> _Work task_: Would you return every entry below without a single difference?

Region pointing data
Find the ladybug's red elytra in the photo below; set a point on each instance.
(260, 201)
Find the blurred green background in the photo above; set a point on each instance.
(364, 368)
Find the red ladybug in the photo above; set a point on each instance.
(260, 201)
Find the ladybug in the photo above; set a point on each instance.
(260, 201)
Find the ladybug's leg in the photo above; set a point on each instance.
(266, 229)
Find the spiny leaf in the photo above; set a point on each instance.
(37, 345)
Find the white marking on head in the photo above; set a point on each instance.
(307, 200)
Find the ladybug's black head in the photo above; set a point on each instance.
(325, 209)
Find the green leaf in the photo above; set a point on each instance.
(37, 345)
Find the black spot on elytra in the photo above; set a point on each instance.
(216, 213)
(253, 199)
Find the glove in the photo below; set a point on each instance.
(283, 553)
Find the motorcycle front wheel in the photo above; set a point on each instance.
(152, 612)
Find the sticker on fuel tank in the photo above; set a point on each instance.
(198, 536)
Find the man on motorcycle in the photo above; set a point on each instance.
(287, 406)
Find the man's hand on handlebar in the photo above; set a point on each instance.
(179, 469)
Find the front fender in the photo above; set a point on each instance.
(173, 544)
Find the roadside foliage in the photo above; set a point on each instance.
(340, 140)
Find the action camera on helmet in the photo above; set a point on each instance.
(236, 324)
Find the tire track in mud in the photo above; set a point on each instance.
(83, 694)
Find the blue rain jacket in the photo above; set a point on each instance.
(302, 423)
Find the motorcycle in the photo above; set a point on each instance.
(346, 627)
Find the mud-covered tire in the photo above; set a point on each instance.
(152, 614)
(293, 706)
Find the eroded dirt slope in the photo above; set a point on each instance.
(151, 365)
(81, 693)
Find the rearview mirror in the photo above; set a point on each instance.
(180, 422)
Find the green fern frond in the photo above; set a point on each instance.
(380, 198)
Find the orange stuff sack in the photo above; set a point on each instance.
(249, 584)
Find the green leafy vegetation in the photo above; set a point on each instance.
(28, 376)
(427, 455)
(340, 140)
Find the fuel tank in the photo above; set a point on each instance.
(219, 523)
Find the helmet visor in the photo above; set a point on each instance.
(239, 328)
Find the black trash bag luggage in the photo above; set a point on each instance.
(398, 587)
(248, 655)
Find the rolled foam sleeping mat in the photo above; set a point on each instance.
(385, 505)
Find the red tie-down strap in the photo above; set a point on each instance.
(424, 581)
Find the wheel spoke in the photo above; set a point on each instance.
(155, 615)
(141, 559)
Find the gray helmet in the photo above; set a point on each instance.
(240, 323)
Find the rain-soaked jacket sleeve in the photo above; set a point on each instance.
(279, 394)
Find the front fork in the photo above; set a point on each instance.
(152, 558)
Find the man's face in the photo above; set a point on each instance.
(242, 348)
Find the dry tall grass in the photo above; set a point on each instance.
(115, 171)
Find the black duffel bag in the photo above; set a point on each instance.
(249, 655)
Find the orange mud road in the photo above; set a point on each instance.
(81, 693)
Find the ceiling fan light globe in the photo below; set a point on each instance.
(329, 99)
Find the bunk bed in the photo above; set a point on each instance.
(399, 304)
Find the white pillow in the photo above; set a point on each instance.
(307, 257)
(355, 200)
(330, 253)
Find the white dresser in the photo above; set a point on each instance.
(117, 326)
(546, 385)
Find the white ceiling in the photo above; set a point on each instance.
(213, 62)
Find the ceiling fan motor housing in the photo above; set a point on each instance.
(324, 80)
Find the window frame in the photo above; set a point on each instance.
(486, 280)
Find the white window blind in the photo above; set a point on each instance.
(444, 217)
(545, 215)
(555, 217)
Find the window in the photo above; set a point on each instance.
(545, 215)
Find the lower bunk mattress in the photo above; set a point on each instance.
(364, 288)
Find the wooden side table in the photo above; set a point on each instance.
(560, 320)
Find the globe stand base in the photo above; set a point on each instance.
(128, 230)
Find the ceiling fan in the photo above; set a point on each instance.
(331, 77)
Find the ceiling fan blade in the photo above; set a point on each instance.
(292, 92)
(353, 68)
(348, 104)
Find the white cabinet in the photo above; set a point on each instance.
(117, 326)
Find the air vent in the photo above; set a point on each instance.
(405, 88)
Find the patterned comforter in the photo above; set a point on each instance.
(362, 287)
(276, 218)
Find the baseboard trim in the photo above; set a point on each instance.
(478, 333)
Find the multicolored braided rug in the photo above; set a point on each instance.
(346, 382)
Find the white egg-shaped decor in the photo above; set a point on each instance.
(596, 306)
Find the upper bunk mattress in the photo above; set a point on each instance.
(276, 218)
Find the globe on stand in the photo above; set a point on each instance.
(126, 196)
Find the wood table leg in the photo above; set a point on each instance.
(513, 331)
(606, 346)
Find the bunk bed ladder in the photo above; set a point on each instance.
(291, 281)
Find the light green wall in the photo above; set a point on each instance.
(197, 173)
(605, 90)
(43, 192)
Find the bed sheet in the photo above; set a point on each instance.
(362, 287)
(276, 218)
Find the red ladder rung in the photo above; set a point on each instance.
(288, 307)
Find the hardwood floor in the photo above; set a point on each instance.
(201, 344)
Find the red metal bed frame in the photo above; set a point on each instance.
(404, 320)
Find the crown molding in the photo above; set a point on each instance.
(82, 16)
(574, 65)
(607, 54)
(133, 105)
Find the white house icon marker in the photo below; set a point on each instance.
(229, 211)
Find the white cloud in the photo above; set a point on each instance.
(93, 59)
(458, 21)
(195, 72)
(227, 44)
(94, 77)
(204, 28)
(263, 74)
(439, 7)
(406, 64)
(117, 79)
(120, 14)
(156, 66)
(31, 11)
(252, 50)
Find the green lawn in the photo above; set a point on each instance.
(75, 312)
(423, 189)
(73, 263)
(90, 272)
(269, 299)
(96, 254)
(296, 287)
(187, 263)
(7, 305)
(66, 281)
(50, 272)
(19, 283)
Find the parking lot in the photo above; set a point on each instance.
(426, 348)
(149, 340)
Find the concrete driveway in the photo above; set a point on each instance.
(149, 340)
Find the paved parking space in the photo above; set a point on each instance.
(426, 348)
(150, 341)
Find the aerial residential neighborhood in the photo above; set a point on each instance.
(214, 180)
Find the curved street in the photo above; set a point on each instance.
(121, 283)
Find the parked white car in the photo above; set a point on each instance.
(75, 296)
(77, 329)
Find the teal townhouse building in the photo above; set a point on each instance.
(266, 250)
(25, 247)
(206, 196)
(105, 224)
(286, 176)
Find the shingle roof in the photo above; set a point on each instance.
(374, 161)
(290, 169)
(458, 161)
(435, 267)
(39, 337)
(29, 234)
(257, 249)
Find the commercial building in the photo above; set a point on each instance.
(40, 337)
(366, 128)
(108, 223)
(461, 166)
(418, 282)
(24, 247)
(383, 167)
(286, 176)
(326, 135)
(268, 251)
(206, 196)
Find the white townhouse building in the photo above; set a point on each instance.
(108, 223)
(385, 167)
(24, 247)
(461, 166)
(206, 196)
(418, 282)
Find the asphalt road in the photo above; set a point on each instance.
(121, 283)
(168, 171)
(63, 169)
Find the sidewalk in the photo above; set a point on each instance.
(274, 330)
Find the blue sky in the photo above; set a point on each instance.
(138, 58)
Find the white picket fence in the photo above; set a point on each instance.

> _Problem solution_:
Find the ladybug's red elytra in the photo below; set a point on each instance.
(260, 201)
Find the blurred green background in the photo above; set a point on each instance.
(364, 368)
Find the red ladybug in the photo above; set a point on each instance.
(260, 201)
Find the ladybug in the photo above; set a point on each instance.
(260, 201)
Find the ladybug's leg in the photo above; set a point on each instance.
(266, 229)
Find the spiny leaf in the photo above; set a point on each instance.
(37, 345)
Find the white marking on head in the photo above; set a point on each instance.
(307, 200)
Find the ladybug's black head in the photo above; set a point on each instance.
(325, 209)
Find the green leaf in the photo above; set a point on each instance.
(37, 345)
Find the black spot on elytra in the photo above; set a point on each instance.
(216, 213)
(253, 199)
Find the glove in the photo below; set a point on each instance.
(283, 553)
Find the motorcycle front wheel in the photo above; set a point on each instance.
(152, 612)
Find the sticker on fuel tank in the photo above; set a point on each instance.
(198, 536)
Find the man on motorcycle in the photo above; set a point on each instance.
(287, 406)
Find the man's hand on handlebar in the photo above; set a point on each instance.
(179, 469)
Find the front fender in the photo above; set a point on each instance.
(173, 544)
Find the roadside foliage in the photo above; set a point on each instance.
(340, 140)
Find the action camera on helmet in the photo above; set a point on each instance.
(236, 324)
Find the tire track in mud in the photo above; set a point on each instance.
(83, 694)
Find the blue rain jacket in the photo above; set a point on each instance.
(302, 423)
Find the motorcycle in the photo above; set a point on each instance.
(346, 627)
Find the mud-covered tire in the photo above; set a point on each instance.
(152, 614)
(293, 706)
Find the eroded dirt slope in the photo above; set a point on each instance.
(151, 365)
(81, 693)
Find the rearview mirror in the photo above; set a point on each instance.
(180, 422)
Find the green fern frond in the photo above; set a point on each instance.
(380, 198)
Find the orange stuff sack in the photo above; set a point on each instance.
(249, 584)
Find the green leafy vegetation in the photo above; set a point on each instance.
(28, 376)
(427, 455)
(340, 140)
Find the fuel tank in the photo above; set a point on each instance.
(219, 523)
Find the helmet visor in the photo above; set a point on each instance.
(239, 328)
Find the black trash bag luggage in the photo above; set a point on each instance.
(398, 587)
(248, 655)
Find the rolled foam sleeping mat in the photo above; set a point on each instance.
(385, 505)
Find the red tie-down strap in the photo above; set a point on each instance.
(424, 581)
Find the wheel spoke in the photo above; set a point on each instance.
(155, 615)
(141, 559)
Find the gray helmet in the photo above; set a point on each instance.
(240, 323)
Find the rain-soaked jacket sleeve in the photo above; set a point on each instance.
(279, 394)
Find the front fork in the photo above; set a point on each instance.
(152, 558)
Find the man's face in the photo above; set a point on each instance.
(242, 348)
Find the dry tall grass in the photo above; set a point on each instance.
(115, 171)
Find the black duffel bag in the photo above; set a point on each instance.
(249, 655)
Find the orange mud road in the photo above; set a point on each instance.
(81, 693)
Find the ceiling fan light globe in the photo below; set a point on each instance.
(329, 99)
Find the bunk bed in the photo above; set a point on each instance.
(399, 304)
Find the white pillow in the photo above; set a point on each instance.
(307, 257)
(355, 200)
(330, 253)
Find the white dresser in the photo above; set a point on each instance.
(117, 326)
(546, 385)
Find the white ceiling in the photo above; set a point on each instance.
(213, 62)
Find the ceiling fan motor housing in the photo above; set a point on each instance.
(324, 80)
Find the window frame in the photo above; set a point on each instance.
(486, 280)
Find the white window blind in the photo above; set a point on each instance.
(444, 217)
(545, 215)
(555, 217)
Find the window in the photo above; set a point on each instance.
(545, 215)
Find the lower bunk mattress in the photo above; set a point on each instance.
(364, 288)
Find the wooden side table in the photo above; set a point on each instance.
(560, 320)
Find the globe stand base in the photo above; set a point on each instance.
(128, 230)
Find the ceiling fan in the photo above; set a point on each instance.
(331, 77)
Find the ceiling fan blade in the photo above; set a point on each instance.
(292, 92)
(353, 68)
(348, 104)
Find the white cabinet in the photo above; set a point on each instance.
(117, 326)
Find the air vent in the photo above; set a point on each instance.
(405, 88)
Find the patterned comforter in the photo above; set a point on each instance.
(362, 287)
(276, 218)
Find the baseboard trim in the photo above; set a point on each instance.
(478, 333)
Find the multicolored braided rug in the photo above; set a point on each instance.
(346, 382)
Find the white egg-shaped decor in the photo above; set a point on each instance.
(596, 306)
Find the upper bunk mattress in the photo above; set a point on each instance.
(276, 218)
Find the globe on stand in the photo above; set a point on each instance.
(126, 196)
Find the wood table leg in the photo above; set a point on each instance.
(513, 331)
(606, 346)
Find the bunk bed ladder in the photo above; set a point on each instance.
(291, 281)
Find the light green wall in the photo above; set a point on each instance.
(197, 173)
(605, 90)
(43, 192)
Find the bed sheet in the photo above; set a point on each instance.
(362, 287)
(276, 218)
Find the red ladder rung in the photo above; set a point on each instance.
(288, 307)
Find the hardwood floor in the photo above; set a point on each instance.
(201, 344)
Find the red metal bed frame in the photo above; set a point on each instance.
(404, 320)
Find the crown molding in the photo above; set a point on each instance.
(82, 16)
(574, 65)
(607, 54)
(133, 105)
Find the white house icon marker in the photo below; set a point on each instance.
(229, 211)
Find the white cloud in the photo above; set a point on each instance.
(93, 59)
(458, 21)
(195, 72)
(227, 44)
(94, 77)
(204, 28)
(263, 74)
(439, 7)
(406, 64)
(117, 79)
(120, 14)
(156, 66)
(31, 11)
(252, 50)
Find the green lawn in the photo above; set a point on each instance.
(75, 312)
(423, 189)
(73, 263)
(90, 272)
(269, 299)
(96, 254)
(296, 287)
(187, 263)
(7, 305)
(66, 281)
(50, 272)
(19, 283)
Find the parking lot in the photo above; set a point on each instance.
(426, 348)
(149, 340)
Find the concrete driveway in the photo above; set a point on each instance.
(149, 340)
Find the paved parking space in the photo above; set a point on each instance.
(426, 348)
(150, 341)
Find the aerial residential neighborhood in the photo above; set a point on each instance.
(214, 180)
Find the curved street in the photo above; set a point on each instance.
(121, 283)
Find the parked white car in the photo above; set a point on each instance.
(75, 296)
(77, 329)
Find the teal townhouse building in the photo above; set a point on each instance.
(266, 250)
(25, 247)
(206, 196)
(105, 224)
(286, 176)
Find the shingle roof in the photo above; set a point on each instance.
(374, 161)
(290, 169)
(458, 161)
(435, 267)
(39, 337)
(29, 234)
(257, 249)
Find the commercial building in the photo above; set a point on each instance.
(40, 337)
(366, 128)
(108, 223)
(461, 166)
(418, 282)
(24, 247)
(383, 167)
(286, 176)
(326, 135)
(268, 251)
(206, 196)
Find the white townhouse building in the photo above; set a point on each instance.
(108, 223)
(385, 167)
(24, 247)
(461, 166)
(206, 196)
(418, 282)
Find the asphalt road in the photo above; set a point on each instance.
(121, 283)
(168, 171)
(63, 169)
Find the sidewalk in the photo above; set a point on each instance.
(274, 330)
Find the blue sky in the photo above; set a point on each instance.
(138, 58)
Find the white picket fence in the photo above; set a point on each instance.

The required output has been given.